> _JOB A_: Show each line of the records below that contains the word "foreleg".

> _TEXT PASSAGE_:

How to monitor competitors’ Google News XML sitemap with Python

Author: Svet Petkov
Published on: October 31, 2023
Last Modified: July 25, 2024

What is a Google News XML sitemap?

A Google News XML sitemap is a file in XML format that provides information about articles on a website to Google News. This allows Google News to crawl and index the articles more efficiently. The sitemap contains important metadata about the articles, such as the headline, publication date, and author, as well as the URLs where the articles can be found. By submitting a Google News XML sitemap to Google, website owners can ensure that their articles are more easily discovered and displayed in Google News search results. The biggest difference between a regular XML sitemap and Google News XML sitemap is the that G News XML sitemap contains only the articles published in the last 48 hours.

Why do we need to monitor the competitors’ Google News XML sitemap?

Monitoring or scraping competitors’ Google News XML sitemap can provide valuable insights into their content strategy and help identify potential opportunities for improving your own website’s visibility in Google News. Here are some reasons why monitoring competitors’ sitemaps is important:

  1. Discover new content ideas: By analysing competitors’ sitemaps, you can identify the topics they are covering and find new content ideas that you can incorporate into your own website.
  2. Track trends: Monitoring competitors’ sitemaps can help you stay up-to-date with the latest news and trends in your industry, and enable you to adjust your content strategy accordingly.
  3. Identify gaps: Analysing competitors’ sitemaps can help you identify areas where your website is lacking in coverage, and enable you to fill those gaps with relevant and engaging content.
  4. Analyse published frequency: This data could give you information about how often the competitor is publishing and what topics are covered the most.

Overall, keeping an eye on competitors’ Google News XML sitemap can provide valuable insights about their strategy on Google News and Google Discover

If you are interested in monitoring the Google “Top Stories” carousel, please check my previous blog post:

How to monitor Google “Top Stories” carousel using Python and SERPapi

What Python libraries we will use?

import advertools as adv
import ssl
import time
import pandas as pd
  • Advertools – This is a Python package that provides a wide range of tools and utilities for data-driven advertising and is the best one for digital marketers(SEOs). It is designed to make data analysis and reporting easier for marketers and advertisers by providing a set of functions that automate common tasks and streamline workflows.
  • Time – Python has a built-in module called “time” that provides various time-related functions. We will use it for postponing the script.
  • Pandas
  • SSL

STEP 1: XLM sitemaps to data frames

while True:
    nj_1 = adv.sitemap_to_df('https://www.exapmple.com/news-sitemap.xml', max_workers=8)

> _RECORDS FOR THE TASK_:
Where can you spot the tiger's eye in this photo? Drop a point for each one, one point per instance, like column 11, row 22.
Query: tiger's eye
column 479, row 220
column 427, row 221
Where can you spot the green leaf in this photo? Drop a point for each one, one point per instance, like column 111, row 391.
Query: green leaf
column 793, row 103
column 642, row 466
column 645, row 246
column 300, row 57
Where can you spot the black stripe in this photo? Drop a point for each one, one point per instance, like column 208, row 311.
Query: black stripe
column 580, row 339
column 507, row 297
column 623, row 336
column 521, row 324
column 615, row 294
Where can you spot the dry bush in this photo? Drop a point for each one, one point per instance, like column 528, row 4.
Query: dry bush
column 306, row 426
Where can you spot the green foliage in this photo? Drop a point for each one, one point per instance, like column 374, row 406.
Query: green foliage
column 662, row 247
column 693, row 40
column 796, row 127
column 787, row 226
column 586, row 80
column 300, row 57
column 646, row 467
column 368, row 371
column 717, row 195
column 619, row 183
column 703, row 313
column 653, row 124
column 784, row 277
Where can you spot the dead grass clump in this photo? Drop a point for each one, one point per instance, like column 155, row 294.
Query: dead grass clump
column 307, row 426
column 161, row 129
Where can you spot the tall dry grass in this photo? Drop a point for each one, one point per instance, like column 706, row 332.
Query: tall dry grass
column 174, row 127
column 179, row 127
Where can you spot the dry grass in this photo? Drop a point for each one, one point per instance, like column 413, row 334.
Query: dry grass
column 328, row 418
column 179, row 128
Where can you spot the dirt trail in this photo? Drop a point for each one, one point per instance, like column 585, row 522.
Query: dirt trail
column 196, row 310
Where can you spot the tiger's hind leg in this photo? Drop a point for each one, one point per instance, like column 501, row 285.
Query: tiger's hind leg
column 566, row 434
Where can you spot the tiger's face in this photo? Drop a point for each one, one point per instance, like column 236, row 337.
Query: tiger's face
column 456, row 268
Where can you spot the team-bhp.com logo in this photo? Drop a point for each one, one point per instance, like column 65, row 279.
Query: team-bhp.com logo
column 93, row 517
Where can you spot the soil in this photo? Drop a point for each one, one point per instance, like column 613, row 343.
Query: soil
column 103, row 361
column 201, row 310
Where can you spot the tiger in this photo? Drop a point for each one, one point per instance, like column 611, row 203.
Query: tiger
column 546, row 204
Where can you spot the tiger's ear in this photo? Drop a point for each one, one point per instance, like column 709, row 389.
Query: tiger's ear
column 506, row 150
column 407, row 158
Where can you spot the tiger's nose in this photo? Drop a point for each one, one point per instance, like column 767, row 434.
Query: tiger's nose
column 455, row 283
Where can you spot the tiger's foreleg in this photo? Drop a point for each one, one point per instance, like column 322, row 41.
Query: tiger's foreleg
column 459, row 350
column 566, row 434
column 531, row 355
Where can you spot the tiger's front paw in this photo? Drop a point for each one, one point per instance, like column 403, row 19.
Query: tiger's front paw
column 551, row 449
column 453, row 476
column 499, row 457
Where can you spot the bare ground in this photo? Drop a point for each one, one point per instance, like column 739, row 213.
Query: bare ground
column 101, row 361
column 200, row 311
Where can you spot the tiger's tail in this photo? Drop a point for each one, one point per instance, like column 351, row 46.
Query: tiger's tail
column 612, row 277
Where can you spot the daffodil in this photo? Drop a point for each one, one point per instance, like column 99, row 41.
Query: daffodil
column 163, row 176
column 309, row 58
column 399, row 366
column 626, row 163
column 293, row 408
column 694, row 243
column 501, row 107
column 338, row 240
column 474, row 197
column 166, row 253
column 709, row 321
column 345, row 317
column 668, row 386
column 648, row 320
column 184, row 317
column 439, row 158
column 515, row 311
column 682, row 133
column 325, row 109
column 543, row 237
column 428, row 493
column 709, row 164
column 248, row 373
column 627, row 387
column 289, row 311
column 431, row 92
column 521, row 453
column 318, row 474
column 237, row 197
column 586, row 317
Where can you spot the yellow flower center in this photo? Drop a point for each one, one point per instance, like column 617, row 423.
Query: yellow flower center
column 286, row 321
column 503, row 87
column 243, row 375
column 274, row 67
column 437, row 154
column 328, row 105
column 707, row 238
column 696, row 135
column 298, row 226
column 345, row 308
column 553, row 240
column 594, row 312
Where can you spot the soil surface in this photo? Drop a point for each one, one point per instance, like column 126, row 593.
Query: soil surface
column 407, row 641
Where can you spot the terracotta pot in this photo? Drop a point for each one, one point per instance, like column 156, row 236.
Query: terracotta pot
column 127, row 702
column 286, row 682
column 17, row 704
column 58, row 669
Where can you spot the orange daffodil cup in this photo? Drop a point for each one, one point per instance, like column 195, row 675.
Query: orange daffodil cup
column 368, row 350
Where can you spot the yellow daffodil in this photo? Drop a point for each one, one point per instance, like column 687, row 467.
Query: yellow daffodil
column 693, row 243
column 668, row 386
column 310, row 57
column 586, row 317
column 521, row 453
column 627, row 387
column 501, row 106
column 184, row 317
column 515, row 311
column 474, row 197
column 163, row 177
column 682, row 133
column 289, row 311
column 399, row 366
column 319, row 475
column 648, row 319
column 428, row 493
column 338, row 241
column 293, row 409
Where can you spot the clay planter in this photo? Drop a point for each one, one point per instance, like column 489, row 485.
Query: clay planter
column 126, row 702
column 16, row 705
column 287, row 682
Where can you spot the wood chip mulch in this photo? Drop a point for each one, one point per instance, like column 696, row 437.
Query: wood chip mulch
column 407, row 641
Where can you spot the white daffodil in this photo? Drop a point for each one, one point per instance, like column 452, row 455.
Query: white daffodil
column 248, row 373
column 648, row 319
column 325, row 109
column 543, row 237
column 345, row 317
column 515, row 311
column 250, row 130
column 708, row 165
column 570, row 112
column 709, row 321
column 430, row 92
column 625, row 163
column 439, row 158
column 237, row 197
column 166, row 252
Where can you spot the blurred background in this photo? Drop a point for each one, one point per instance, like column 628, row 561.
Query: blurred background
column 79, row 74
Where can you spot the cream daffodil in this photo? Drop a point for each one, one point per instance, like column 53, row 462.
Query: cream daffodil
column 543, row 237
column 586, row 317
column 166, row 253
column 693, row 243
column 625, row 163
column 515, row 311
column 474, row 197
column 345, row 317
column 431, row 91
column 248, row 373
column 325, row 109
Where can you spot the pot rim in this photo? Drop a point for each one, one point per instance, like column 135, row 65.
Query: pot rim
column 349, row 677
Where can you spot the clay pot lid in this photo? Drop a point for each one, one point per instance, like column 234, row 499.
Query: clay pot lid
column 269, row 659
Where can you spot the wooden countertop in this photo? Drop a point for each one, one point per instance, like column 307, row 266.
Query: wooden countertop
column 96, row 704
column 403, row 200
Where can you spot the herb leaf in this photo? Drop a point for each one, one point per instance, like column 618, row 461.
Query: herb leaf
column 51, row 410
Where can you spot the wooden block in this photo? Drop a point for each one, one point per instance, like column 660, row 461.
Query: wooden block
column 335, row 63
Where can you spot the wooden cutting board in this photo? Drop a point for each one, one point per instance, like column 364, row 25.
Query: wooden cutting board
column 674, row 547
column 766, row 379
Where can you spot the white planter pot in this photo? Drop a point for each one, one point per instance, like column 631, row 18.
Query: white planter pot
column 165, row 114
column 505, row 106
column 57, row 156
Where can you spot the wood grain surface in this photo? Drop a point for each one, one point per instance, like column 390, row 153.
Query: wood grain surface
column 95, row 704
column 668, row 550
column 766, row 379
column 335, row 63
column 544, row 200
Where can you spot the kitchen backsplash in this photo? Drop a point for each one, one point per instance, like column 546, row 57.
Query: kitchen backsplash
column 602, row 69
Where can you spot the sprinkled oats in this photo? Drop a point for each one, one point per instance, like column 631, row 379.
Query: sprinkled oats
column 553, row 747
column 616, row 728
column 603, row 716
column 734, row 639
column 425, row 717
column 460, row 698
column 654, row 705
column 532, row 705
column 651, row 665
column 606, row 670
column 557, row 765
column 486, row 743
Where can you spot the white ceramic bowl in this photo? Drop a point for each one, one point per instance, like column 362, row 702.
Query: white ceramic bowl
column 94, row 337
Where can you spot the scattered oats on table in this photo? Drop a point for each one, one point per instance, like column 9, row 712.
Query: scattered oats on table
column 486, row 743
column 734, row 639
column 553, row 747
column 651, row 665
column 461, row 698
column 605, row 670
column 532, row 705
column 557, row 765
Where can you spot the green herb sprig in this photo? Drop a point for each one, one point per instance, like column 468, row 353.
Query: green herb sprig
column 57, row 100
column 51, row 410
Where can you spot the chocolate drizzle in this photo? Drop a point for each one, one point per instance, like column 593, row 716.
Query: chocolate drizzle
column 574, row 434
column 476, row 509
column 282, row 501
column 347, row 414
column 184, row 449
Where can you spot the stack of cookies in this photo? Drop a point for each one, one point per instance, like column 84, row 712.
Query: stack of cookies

> _JOB B_: Output the passage of the sitemap-monitoring article above from "A Google News XML sitemap is" to "competitors’ Google News XML sitemap?", copied verbatim.

> _COMPLETE ANSWER A_:
Where can you spot the tiger's foreleg in this photo? Drop a point for each one, one point per instance, like column 322, row 41.
Query: tiger's foreleg

> _COMPLETE ANSWER B_:
A Google News XML sitemap is a file in XML format that provides information about articles on a website to Google News. This allows Google News to crawl and index the articles more efficiently. The sitemap contains important metadata about the articles, such as the headline, publication date, and author, as well as the URLs where the articles can be found. By submitting a Google News XML sitemap to Google, website owners can ensure that their articles are more easily discovered and displayed in Google News search results. The biggest difference between a regular XML sitemap and Google News XML sitemap is the that G News XML sitemap contains only the articles published in the last 48 hours.

Why do we need to monitor the competitors’ Google News XML sitemap?